Exercise description: A complete answer lists every line of the entries below where the string "antenna" appears.

Exercise inputs:
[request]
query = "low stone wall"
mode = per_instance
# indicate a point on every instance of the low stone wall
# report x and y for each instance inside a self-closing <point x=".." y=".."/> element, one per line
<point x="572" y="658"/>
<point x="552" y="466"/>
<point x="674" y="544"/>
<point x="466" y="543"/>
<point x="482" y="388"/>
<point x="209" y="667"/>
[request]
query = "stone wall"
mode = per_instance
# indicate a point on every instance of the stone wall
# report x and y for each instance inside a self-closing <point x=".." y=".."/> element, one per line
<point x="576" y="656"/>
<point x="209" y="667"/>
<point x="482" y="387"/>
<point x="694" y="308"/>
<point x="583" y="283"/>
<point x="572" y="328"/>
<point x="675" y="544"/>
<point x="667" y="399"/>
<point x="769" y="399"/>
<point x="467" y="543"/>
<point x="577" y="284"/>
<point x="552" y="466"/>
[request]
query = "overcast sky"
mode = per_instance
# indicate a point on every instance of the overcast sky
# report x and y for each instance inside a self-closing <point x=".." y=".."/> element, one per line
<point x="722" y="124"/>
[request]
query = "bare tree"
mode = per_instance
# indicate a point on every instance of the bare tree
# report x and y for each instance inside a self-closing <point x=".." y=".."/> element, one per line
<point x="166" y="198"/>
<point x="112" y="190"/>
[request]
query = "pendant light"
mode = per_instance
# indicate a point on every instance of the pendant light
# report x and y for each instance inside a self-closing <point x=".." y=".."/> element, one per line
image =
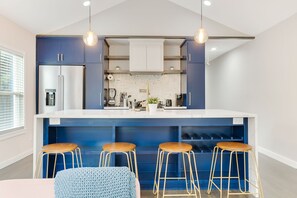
<point x="90" y="38"/>
<point x="201" y="35"/>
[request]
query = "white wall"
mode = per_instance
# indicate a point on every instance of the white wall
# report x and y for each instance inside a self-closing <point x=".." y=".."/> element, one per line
<point x="15" y="38"/>
<point x="261" y="77"/>
<point x="135" y="17"/>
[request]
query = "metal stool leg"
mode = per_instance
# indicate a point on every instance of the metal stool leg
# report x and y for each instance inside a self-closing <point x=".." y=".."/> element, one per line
<point x="229" y="175"/>
<point x="196" y="172"/>
<point x="238" y="174"/>
<point x="244" y="166"/>
<point x="156" y="172"/>
<point x="212" y="168"/>
<point x="185" y="172"/>
<point x="38" y="164"/>
<point x="106" y="159"/>
<point x="221" y="178"/>
<point x="192" y="181"/>
<point x="131" y="162"/>
<point x="128" y="161"/>
<point x="55" y="163"/>
<point x="76" y="157"/>
<point x="79" y="153"/>
<point x="64" y="161"/>
<point x="160" y="170"/>
<point x="165" y="174"/>
<point x="135" y="163"/>
<point x="72" y="158"/>
<point x="47" y="162"/>
<point x="101" y="159"/>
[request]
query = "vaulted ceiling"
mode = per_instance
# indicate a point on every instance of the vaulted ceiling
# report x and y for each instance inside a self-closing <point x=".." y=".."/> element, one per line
<point x="250" y="17"/>
<point x="150" y="17"/>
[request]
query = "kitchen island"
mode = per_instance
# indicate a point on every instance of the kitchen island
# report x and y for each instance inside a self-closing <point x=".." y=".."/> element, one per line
<point x="90" y="129"/>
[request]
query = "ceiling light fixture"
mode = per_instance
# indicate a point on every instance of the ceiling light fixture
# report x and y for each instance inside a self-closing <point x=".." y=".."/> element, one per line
<point x="201" y="35"/>
<point x="207" y="2"/>
<point x="87" y="3"/>
<point x="90" y="38"/>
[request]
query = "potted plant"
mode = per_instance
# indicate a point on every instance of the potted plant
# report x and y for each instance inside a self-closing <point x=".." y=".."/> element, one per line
<point x="152" y="103"/>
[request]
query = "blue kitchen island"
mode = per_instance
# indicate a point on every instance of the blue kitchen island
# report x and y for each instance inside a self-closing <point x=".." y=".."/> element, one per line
<point x="91" y="129"/>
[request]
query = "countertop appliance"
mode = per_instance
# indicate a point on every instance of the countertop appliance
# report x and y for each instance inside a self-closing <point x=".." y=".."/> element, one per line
<point x="112" y="92"/>
<point x="168" y="103"/>
<point x="61" y="87"/>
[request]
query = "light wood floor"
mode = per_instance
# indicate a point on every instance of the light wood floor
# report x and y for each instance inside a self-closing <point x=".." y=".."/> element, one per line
<point x="279" y="180"/>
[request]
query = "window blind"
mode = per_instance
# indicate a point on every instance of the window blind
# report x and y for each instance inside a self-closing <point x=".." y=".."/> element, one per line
<point x="11" y="91"/>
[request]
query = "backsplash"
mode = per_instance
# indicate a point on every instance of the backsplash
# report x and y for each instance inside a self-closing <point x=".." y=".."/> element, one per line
<point x="164" y="86"/>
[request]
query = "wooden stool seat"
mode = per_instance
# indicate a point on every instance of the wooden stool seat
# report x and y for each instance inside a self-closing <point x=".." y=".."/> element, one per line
<point x="175" y="147"/>
<point x="234" y="146"/>
<point x="119" y="147"/>
<point x="59" y="148"/>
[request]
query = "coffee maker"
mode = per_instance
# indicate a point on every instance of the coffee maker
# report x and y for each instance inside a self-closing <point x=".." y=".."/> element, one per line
<point x="111" y="96"/>
<point x="180" y="100"/>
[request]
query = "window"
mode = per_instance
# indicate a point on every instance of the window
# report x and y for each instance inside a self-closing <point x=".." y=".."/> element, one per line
<point x="11" y="91"/>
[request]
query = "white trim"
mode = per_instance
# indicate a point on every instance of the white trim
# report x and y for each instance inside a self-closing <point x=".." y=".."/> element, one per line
<point x="11" y="134"/>
<point x="16" y="158"/>
<point x="278" y="157"/>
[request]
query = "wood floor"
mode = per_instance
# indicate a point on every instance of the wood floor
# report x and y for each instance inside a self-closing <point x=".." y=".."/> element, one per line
<point x="279" y="180"/>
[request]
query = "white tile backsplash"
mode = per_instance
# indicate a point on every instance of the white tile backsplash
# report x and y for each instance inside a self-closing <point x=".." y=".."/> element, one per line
<point x="164" y="86"/>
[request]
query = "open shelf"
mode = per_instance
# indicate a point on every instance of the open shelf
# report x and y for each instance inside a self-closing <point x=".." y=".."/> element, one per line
<point x="117" y="72"/>
<point x="128" y="72"/>
<point x="212" y="137"/>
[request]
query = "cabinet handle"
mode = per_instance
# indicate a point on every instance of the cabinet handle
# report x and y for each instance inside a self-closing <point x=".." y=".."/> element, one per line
<point x="100" y="99"/>
<point x="190" y="98"/>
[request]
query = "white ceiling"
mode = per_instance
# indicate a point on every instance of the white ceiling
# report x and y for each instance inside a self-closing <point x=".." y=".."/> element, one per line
<point x="242" y="17"/>
<point x="44" y="16"/>
<point x="250" y="17"/>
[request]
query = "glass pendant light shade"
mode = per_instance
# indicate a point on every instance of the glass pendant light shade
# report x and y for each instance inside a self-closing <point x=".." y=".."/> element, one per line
<point x="201" y="36"/>
<point x="90" y="38"/>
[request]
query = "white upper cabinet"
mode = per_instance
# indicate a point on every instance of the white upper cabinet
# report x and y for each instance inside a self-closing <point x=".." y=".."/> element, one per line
<point x="147" y="55"/>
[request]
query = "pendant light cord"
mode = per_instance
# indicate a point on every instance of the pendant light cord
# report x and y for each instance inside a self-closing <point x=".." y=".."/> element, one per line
<point x="90" y="17"/>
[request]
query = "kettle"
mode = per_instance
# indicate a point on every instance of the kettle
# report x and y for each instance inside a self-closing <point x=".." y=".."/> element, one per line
<point x="168" y="103"/>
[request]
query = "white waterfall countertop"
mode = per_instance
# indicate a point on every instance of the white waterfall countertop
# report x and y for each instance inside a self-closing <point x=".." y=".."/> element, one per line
<point x="189" y="113"/>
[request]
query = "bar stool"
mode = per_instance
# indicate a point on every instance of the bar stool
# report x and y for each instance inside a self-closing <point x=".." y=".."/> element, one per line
<point x="58" y="148"/>
<point x="233" y="148"/>
<point x="119" y="147"/>
<point x="176" y="148"/>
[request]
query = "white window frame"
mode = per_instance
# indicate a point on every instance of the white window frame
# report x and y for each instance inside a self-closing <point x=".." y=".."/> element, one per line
<point x="8" y="133"/>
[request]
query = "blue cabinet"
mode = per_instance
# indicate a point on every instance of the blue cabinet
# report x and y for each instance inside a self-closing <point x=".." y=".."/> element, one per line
<point x="60" y="50"/>
<point x="93" y="54"/>
<point x="94" y="95"/>
<point x="196" y="86"/>
<point x="196" y="52"/>
<point x="194" y="66"/>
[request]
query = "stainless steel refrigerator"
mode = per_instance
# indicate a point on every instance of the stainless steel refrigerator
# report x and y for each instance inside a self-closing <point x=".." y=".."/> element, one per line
<point x="60" y="88"/>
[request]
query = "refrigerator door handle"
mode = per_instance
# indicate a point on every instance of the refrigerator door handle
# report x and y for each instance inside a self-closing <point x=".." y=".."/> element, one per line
<point x="62" y="91"/>
<point x="100" y="99"/>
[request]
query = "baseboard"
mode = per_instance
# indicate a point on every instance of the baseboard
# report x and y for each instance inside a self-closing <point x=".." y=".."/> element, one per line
<point x="278" y="157"/>
<point x="16" y="158"/>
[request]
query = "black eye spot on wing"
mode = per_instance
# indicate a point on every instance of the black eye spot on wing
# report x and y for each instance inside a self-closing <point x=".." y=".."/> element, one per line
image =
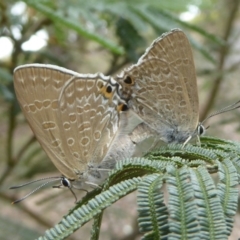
<point x="128" y="80"/>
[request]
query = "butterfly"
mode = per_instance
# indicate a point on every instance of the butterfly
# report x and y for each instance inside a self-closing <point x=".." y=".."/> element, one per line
<point x="80" y="120"/>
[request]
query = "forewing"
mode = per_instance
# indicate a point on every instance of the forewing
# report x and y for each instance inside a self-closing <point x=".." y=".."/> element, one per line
<point x="90" y="111"/>
<point x="161" y="87"/>
<point x="60" y="106"/>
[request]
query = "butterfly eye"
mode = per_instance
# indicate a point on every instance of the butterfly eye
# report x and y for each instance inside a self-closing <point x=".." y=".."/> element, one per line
<point x="128" y="80"/>
<point x="122" y="107"/>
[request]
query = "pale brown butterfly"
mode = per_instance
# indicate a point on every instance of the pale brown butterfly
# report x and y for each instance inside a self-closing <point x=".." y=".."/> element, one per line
<point x="79" y="120"/>
<point x="162" y="89"/>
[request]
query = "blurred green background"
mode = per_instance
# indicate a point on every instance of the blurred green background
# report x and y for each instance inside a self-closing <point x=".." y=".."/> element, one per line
<point x="91" y="36"/>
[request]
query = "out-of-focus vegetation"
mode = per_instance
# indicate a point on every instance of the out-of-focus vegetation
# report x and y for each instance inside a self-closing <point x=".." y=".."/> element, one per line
<point x="101" y="36"/>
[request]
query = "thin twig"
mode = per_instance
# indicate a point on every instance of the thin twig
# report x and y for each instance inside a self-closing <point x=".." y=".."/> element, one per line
<point x="233" y="7"/>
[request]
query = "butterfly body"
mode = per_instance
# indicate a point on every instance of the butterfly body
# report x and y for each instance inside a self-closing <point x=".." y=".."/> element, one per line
<point x="87" y="122"/>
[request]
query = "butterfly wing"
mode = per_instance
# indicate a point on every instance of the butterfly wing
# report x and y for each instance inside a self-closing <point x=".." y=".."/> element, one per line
<point x="161" y="88"/>
<point x="75" y="117"/>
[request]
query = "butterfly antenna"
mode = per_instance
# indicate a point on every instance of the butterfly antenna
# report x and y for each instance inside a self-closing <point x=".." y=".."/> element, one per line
<point x="26" y="196"/>
<point x="223" y="110"/>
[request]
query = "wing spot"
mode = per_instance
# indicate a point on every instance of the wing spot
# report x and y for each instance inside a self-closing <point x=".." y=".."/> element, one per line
<point x="54" y="105"/>
<point x="182" y="104"/>
<point x="128" y="80"/>
<point x="76" y="155"/>
<point x="46" y="103"/>
<point x="122" y="107"/>
<point x="84" y="126"/>
<point x="70" y="141"/>
<point x="26" y="108"/>
<point x="38" y="104"/>
<point x="97" y="135"/>
<point x="72" y="117"/>
<point x="56" y="143"/>
<point x="32" y="108"/>
<point x="66" y="126"/>
<point x="85" y="141"/>
<point x="87" y="107"/>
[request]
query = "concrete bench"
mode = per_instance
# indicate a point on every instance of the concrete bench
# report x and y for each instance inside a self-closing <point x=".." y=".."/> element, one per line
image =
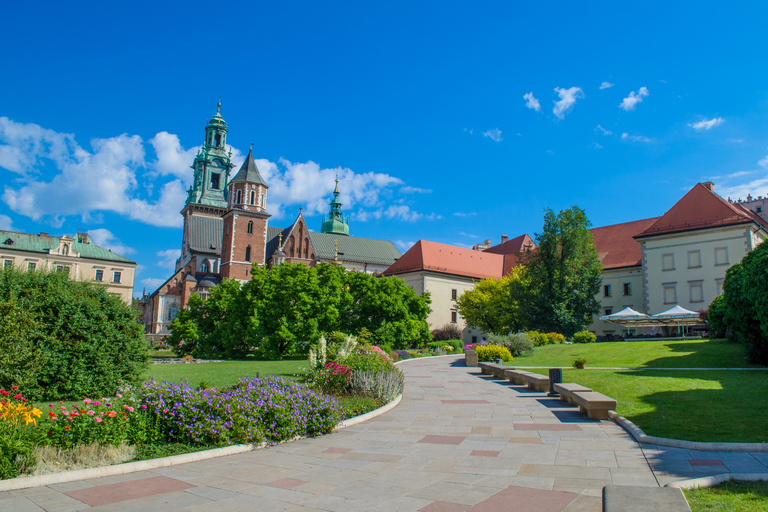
<point x="516" y="376"/>
<point x="566" y="390"/>
<point x="536" y="382"/>
<point x="593" y="404"/>
<point x="631" y="498"/>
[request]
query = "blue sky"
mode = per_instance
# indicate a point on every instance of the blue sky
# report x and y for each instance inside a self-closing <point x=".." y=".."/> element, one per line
<point x="452" y="122"/>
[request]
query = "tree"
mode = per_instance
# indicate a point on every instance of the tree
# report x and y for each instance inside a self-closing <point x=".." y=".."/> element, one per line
<point x="493" y="305"/>
<point x="563" y="275"/>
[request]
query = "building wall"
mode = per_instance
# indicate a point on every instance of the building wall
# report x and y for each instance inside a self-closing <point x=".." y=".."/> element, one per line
<point x="82" y="269"/>
<point x="689" y="268"/>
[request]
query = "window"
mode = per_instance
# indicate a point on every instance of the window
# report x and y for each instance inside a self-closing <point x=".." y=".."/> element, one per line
<point x="667" y="262"/>
<point x="694" y="259"/>
<point x="670" y="293"/>
<point x="696" y="289"/>
<point x="721" y="256"/>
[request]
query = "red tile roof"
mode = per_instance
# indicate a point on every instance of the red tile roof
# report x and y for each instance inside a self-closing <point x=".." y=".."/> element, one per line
<point x="701" y="208"/>
<point x="448" y="259"/>
<point x="616" y="244"/>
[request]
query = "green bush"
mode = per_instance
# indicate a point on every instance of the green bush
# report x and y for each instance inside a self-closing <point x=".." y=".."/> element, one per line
<point x="518" y="344"/>
<point x="492" y="353"/>
<point x="584" y="337"/>
<point x="79" y="339"/>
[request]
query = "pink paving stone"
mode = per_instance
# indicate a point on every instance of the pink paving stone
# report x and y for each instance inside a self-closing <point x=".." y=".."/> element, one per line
<point x="337" y="450"/>
<point x="443" y="506"/>
<point x="442" y="439"/>
<point x="525" y="500"/>
<point x="124" y="491"/>
<point x="484" y="453"/>
<point x="286" y="483"/>
<point x="703" y="462"/>
<point x="544" y="426"/>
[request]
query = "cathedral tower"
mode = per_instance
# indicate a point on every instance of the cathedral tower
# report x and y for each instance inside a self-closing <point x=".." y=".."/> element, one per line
<point x="245" y="222"/>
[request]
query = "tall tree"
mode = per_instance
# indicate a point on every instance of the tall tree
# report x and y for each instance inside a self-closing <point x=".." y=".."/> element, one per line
<point x="563" y="274"/>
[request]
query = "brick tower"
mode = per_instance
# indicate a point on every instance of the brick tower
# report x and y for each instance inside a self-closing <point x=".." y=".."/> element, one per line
<point x="245" y="222"/>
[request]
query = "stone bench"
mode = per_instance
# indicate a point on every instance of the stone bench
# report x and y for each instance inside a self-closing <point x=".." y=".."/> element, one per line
<point x="515" y="376"/>
<point x="566" y="390"/>
<point x="536" y="382"/>
<point x="594" y="405"/>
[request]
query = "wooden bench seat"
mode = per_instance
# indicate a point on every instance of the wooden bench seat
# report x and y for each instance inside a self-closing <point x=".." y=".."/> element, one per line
<point x="536" y="381"/>
<point x="566" y="390"/>
<point x="593" y="404"/>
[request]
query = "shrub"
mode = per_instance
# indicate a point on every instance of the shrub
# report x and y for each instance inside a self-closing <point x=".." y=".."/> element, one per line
<point x="493" y="352"/>
<point x="518" y="344"/>
<point x="255" y="410"/>
<point x="385" y="385"/>
<point x="584" y="337"/>
<point x="446" y="332"/>
<point x="92" y="342"/>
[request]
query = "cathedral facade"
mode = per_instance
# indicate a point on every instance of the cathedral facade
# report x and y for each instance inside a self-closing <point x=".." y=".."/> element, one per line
<point x="226" y="232"/>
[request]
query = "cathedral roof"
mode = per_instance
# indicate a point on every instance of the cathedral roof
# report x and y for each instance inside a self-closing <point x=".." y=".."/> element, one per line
<point x="249" y="172"/>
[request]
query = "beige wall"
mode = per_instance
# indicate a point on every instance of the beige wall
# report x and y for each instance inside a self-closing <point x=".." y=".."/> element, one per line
<point x="83" y="269"/>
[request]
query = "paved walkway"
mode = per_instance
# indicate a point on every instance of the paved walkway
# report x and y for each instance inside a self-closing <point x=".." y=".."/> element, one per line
<point x="457" y="442"/>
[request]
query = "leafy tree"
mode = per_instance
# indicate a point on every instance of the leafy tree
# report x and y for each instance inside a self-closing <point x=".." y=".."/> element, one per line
<point x="563" y="275"/>
<point x="493" y="305"/>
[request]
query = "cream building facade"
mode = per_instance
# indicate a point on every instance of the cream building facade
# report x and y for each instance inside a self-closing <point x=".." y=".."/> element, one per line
<point x="78" y="255"/>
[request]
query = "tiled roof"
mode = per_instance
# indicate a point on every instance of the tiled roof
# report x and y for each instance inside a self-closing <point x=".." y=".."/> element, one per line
<point x="448" y="259"/>
<point x="616" y="244"/>
<point x="354" y="249"/>
<point x="701" y="208"/>
<point x="205" y="234"/>
<point x="13" y="241"/>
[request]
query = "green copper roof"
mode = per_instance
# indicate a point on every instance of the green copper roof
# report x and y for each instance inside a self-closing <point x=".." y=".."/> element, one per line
<point x="12" y="241"/>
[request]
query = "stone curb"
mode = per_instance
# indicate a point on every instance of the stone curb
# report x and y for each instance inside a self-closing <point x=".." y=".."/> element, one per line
<point x="641" y="437"/>
<point x="709" y="481"/>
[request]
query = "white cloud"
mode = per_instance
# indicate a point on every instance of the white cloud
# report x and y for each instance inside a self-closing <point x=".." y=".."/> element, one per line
<point x="6" y="224"/>
<point x="494" y="134"/>
<point x="600" y="129"/>
<point x="104" y="238"/>
<point x="532" y="102"/>
<point x="706" y="124"/>
<point x="634" y="138"/>
<point x="568" y="99"/>
<point x="168" y="258"/>
<point x="631" y="101"/>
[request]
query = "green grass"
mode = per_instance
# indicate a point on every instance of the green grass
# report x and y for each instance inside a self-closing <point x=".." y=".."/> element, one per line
<point x="733" y="496"/>
<point x="654" y="354"/>
<point x="223" y="374"/>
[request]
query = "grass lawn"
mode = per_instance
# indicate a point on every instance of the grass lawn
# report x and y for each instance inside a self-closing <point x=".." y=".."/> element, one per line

Exercise answer:
query = "butterfly antenna"
# indicate a point on every instance of the butterfly antenna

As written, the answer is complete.